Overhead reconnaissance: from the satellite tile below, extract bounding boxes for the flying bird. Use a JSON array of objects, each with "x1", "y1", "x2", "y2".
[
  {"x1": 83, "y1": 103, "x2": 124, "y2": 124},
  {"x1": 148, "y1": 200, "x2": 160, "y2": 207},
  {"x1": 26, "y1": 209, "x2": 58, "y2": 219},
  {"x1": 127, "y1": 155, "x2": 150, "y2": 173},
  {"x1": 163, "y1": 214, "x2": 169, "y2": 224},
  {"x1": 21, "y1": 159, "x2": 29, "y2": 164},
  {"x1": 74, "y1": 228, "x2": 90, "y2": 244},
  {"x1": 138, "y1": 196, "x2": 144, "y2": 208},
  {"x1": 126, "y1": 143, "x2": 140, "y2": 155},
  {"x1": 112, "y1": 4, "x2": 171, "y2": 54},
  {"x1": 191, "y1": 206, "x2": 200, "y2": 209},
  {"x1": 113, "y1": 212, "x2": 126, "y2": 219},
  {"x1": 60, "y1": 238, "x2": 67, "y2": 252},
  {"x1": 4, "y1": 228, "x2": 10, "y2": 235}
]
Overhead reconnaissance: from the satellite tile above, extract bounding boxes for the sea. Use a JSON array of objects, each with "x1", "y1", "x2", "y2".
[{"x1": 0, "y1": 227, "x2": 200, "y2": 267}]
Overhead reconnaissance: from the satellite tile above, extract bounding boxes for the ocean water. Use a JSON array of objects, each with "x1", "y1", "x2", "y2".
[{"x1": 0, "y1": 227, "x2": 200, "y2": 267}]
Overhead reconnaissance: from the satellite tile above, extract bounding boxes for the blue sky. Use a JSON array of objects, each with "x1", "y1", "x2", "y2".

Written problem: Reproduce verbatim the material starting at the line that contains "for the ocean" and ending at the last line of the material, with both of those lines included.

Exercise solution:
Overhead reconnaissance: from the satellite tile above, extract bounding boxes for the ocean water. Use a JSON array of objects, each with "x1", "y1", "x2", "y2".
[{"x1": 0, "y1": 227, "x2": 200, "y2": 267}]
Overhead reconnaissance: from the satellite tile above, extract bounding boxes for the blue sky. Use a JSON array of objects, each with "x1", "y1", "x2", "y2".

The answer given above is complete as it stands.